▶ _REQUIREMENT_
Everything from the line containing "on the palm" to the final line of the records below should be given again exactly, and nothing else.

▶ _DATA_

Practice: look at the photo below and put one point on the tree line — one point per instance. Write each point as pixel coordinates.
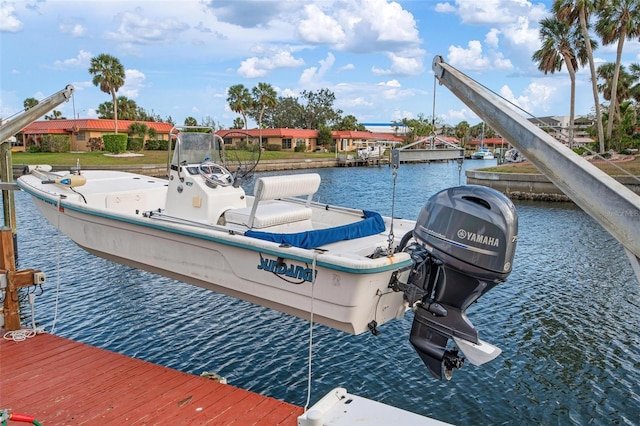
(566, 41)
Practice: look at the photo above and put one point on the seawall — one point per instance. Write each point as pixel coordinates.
(527, 186)
(160, 170)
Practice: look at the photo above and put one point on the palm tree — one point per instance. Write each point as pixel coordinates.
(263, 96)
(55, 115)
(461, 131)
(108, 74)
(634, 69)
(240, 101)
(30, 103)
(624, 89)
(561, 45)
(619, 20)
(578, 11)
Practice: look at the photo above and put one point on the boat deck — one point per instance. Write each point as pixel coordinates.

▶ _RESULT OF THIS TASK_
Practice: look at the photo above and put one point on the palm tree — one point per instance. Write each point as pixel coordinates.
(263, 96)
(55, 115)
(461, 131)
(108, 74)
(634, 69)
(240, 101)
(30, 103)
(624, 89)
(561, 45)
(619, 20)
(578, 11)
Practice: look at the photo above and put one point on the boat deck — one point per instance. Write each point as pixel coordinates.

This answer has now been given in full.